— PAGE EXCERPT —

== Segment start ==

From Bangkok to Bangalore, What Isn’t Outsourced?
August 7, 2009 by Scott South, Senior Writer · Leave a Comment
In an age of shrinking economies and a time when it seems nothing is made in the USA anymore except financial scandals, many pundits say the question is not what is outsourced but simply what is not. In California, a state with governance marred by bankruptcy and disputes between Governor Schwarzenegger and the legislature, discussion of outsourcing has morphed into radical action: the governor decided last week to outsource the California legislature to China.
“Yah, I’ve had enough already with the little girlie-men in de California legislature, you know?” the governor said on Meet the Press last Sunday. “Dis is it. I’m gonna CRUSH deir little GIRLIE-MUSCLES and send dem all to China to squabble over dere! If dey don’t like it, dey can lump it. A few sessions with a bunch of tight-wadded Chinese bean counters is just what dey need. Let dem shut up and enjoy some dim sum for a change while I balance da budget.”
In Beijing, however, the Chinese government was less than receptive to the idea. “We already have provincial legislatures,” trade minister Shi Guangsheng said yesterday. “First of all, this is not a trade issue. If the Americans wish to outsource all their private-sector employment, we are more than happy to assume ownership of the American middle class. But the California Congress would most likely find little to occupy them in China. We already have provincial legislatures, and besides, we don’t have any girlie-men in China and frankly we don’t want any.”
California lawmakers aside, it is well known that just about everything else American has already been outsourced. Americans no longer even lick their own stamps, that function having been exported to dingy streets from Bangkok to Bangalore. In Bangkok, Thailand, the stamp-licking company sign, tucked away between the fishmongers and laundries, says ME LICKEE, YOU LIKEY? Inside, what looks like a sweatshop is actually a stamp-licking room with part-time workers assiduously licking American stamps and sticking them on envelopes that will be shipped back to the United States, thus explaining why U.S. First Class letters are so often delayed.

== Segment end ==

— DATA SHOWN —

== Segment start ==

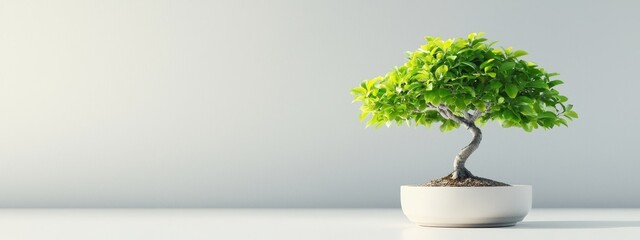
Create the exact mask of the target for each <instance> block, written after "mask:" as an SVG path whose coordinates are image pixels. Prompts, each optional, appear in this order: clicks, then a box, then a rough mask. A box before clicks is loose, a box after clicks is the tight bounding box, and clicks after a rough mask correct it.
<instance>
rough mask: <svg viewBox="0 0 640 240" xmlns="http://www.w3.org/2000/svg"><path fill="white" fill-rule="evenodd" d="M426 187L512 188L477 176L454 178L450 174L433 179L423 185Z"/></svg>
mask: <svg viewBox="0 0 640 240" xmlns="http://www.w3.org/2000/svg"><path fill="white" fill-rule="evenodd" d="M423 186H426V187H501V186H511V185H509V184H506V183H503V182H498V181H495V180H491V179H488V178H481V177H476V176H473V175H471V176H469V177H465V178H456V179H454V178H453V174H449V175H447V176H444V177H442V178H438V179H433V180H430V181H427V182H426V183H424V184H423Z"/></svg>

== Segment end ==

— JOB 1 —
Could you write out, word for word, the part of the outsourcing article that opens with the words containing "From Bangkok to Bangalore, What" and closes with "legislature to China."?
— JOB 2 —
How would you sum up the outsourcing article in two sentences?

— YOUR RESPONSE 1 —
From Bangkok to Bangalore, What Isn’t Outsourced?
August 7, 2009 by Scott South, Senior Writer · Leave a Comment
In an age of shrinking economies and a time when it seems nothing is made in the USA anymore except financial scandals, many pundits say the question is not what is outsourced but simply what is not. In California, a state with governance marred by bankruptcy and disputes between Governor Schwarzenegger and the legislature, discussion of outsourcing has morphed into radical action: the governor decided last week to outsource the California legislature to China.

— YOUR RESPONSE 2 —
Amid claims that almost nothing is made in the USA anymore, California Governor Schwarzenegger decided to outsource the state legislature to China, but Chinese trade minister Shi Guangsheng rejected the idea, saying China already has provincial legislatures and wants no girlie-men. The article adds that nearly everything else American has already been outsourced, even stamp licking, which is done in a Bangkok shop whose workers stick the stamps on envelopes shipped back to the United States.